[Selected excerpt]

I am still having the same temperature warnings but now the static temperature does not change because the Cp remains constant (See the attached image). But there is an enthalpy calculation error because it is being calculated (apparently) with the Total Temperature.

[vinerm]

Try reporting both, temperature as well as dynamic temperature. Certainly, there are some cells that will have static temperature equal to total temperature. It has got nothing to do with your boundary condition.

[Captain Convergence]

And how can I retrieve the dynamic temperature in the UDRGM enthalpy function? Can it be obtained from the variables "cell_t cell" and "Thread *thread"? I tried to find information about their format but I only found information for regular UDFs.

[vinerm]

There is no direct macro to fetch dynamic temperature. All you need is to fetch velocity for the cell. If velocity is 0, so would be dynamic temperature. Dynamic temperature is given as

[Captain Convergence]

I added the highlighted to my UDF

/*-------------------------------------------------------------------*/
double REAL_enthalpy(cell_t cell, Thread *thread, double Temp, double density, double Pabs, double yi[])
{
double Temp2 = C_T(cell,thread);
double Pabs2 = C_P(cell,thread);

double cp = REAL_specific_heat(cell, thread, Temp2, density, Pabs2, yi); /* Cp = 1004.16 J/(Kg K) IF Temp < 500 Kelvin*/
double h = Temp2 * cp;

if (Temp>500){
Message("Enthalpy Temp Warning, Temp: %f K P: %f Pa\n", Temp, Pabs);
Message("Enthalpy Other Monitors, Temp2: %f K P2: %f Pa\n", Temp2, Pabs2);
}

return h; /* (J/Kg) */
}
/*-------------------------------------------------------------------*/

As I was suspecting, fluent is retrieving by default the total pressure and total temperature at least in the entropy and enthalpy functions (see the attached image). Now I have to check again all my functions to make sure that the right temperatures and pressures are being used.

[Captain Convergence]

I have obtained the static Pressure and static Temperature in every UDRGM function by using these commands at the beginning of each function:

Temp = C_T(cell,thread);
Pabs = C_P(cell,thread);

Unfortunately now I have the opposite issue and the temperature tends to 0 Kelvin. I have attached the contours of dynamic temperature and static temperature. It doesn't go to 0 because I have limited the minimum temperature to 200 Kelvin. For some reason that I cannot understand there are many extrange interactions at the inlet.

[/Selected excerpt]
[Records]

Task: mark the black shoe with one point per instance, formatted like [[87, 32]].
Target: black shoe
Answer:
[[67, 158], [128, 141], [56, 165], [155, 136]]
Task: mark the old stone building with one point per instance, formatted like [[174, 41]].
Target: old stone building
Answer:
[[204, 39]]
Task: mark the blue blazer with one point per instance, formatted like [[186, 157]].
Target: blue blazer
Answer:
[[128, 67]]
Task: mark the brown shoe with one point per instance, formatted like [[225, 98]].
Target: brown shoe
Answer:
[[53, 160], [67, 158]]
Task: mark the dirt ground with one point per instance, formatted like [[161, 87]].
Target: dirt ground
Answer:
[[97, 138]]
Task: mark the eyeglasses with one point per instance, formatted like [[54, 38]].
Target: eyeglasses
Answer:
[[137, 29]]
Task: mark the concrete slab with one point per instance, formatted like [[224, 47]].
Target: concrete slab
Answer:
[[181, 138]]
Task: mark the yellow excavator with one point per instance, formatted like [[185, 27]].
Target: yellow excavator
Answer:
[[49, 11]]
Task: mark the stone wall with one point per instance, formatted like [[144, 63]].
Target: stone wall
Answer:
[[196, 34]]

[/Records]
[Records]

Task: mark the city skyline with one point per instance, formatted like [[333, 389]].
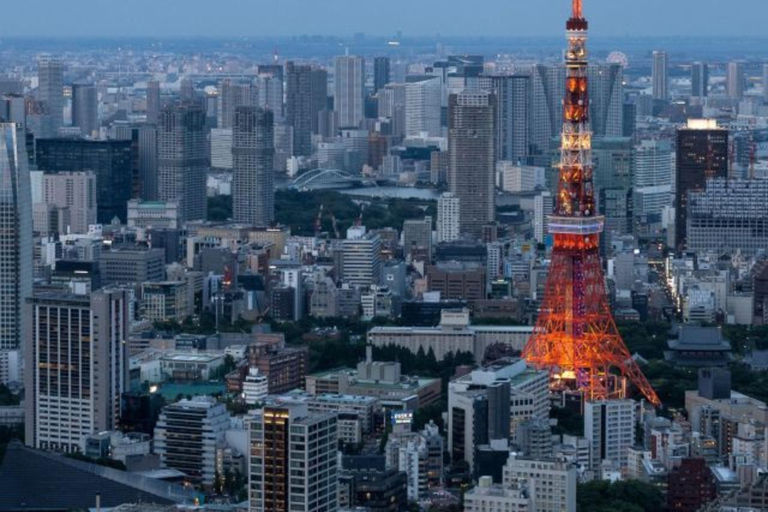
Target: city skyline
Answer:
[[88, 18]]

[/Records]

Your tasks »
A) Do the following statements agree with the UDRGM forum thread? For each, answer yes or no and quote the words of the thread that decide it.
(i) According to vinerm, a direct macro exists for fetching dynamic temperature.
(ii) Captain Convergence set a lower limit of 200 Kelvin on the temperature.
(iii) vinerm attributes cells whose static temperature equals total temperature to the boundary condition.
B) Extract the UDRGM forum thread verbatim from "There is no" to "Pabs, double yi[])".
C) Extend the UDRGM forum thread past its final post.

Answers by item number »
A)
(i) No: "There is no direct macro to fetch dynamic temperature."
(ii) Yes: "I have limited the minimum temperature to 200 Kelvin."
(iii) No: "It has got nothing to do with your boundary condition."

B)
There is no direct macro to fetch dynamic temperature. All you need is to fetch velocity for the cell. If velocity is 0, so would be dynamic temperature. Dynamic temperature is given as

[Captain Convergence]

I added the highlighted to my UDF

/*-------------------------------------------------------------------*/
double REAL_enthalpy(cell_t cell, Thread *thread, double Temp, double density, double Pabs, double yi[])

C)
Honestly I don't know why I am having so many issues with this simple case and what else I should try...

[vinerm]

I did not observe any difference in temperature and pressure returned by Fluent and C_T and C_P. Fluent does return absolute static pressure and absolute static temperature and NOT total values. Do note that there will be difference during the initialization. You have to run the case for at least 1 iteration.

[Captain Convergence]

Then the only thing left is that my Enthalpy dependence on the Cp makes the density-based solver converge to very extrange values at the inlet. Which shouldn't occur because the Cp is constant below 500 K but maybe within the solver the calculations tend to higher or lower values of temperature and that's why I have the error at the inlet.

[vinerm]

Inlet is a boundary where user specifies the values. Fluent does not do any calculation at Inlet. The only calculation is for static temperature that is determined from simple relation between stagnation temperature, static temperature, material properties, and Mach.

[Captain Convergence]

Is there any possibility to keep that static temperature as constant with a user-defined value?

[vinerm]

If you want to keep static temperature fixed throughout the cell zone, then go to cell zone conditions, enabled Fixed Values, and then fix temperature to any value you want. Fixing static temperature at the inlet is not possible for ideal or real gas because it is not independent of the flow.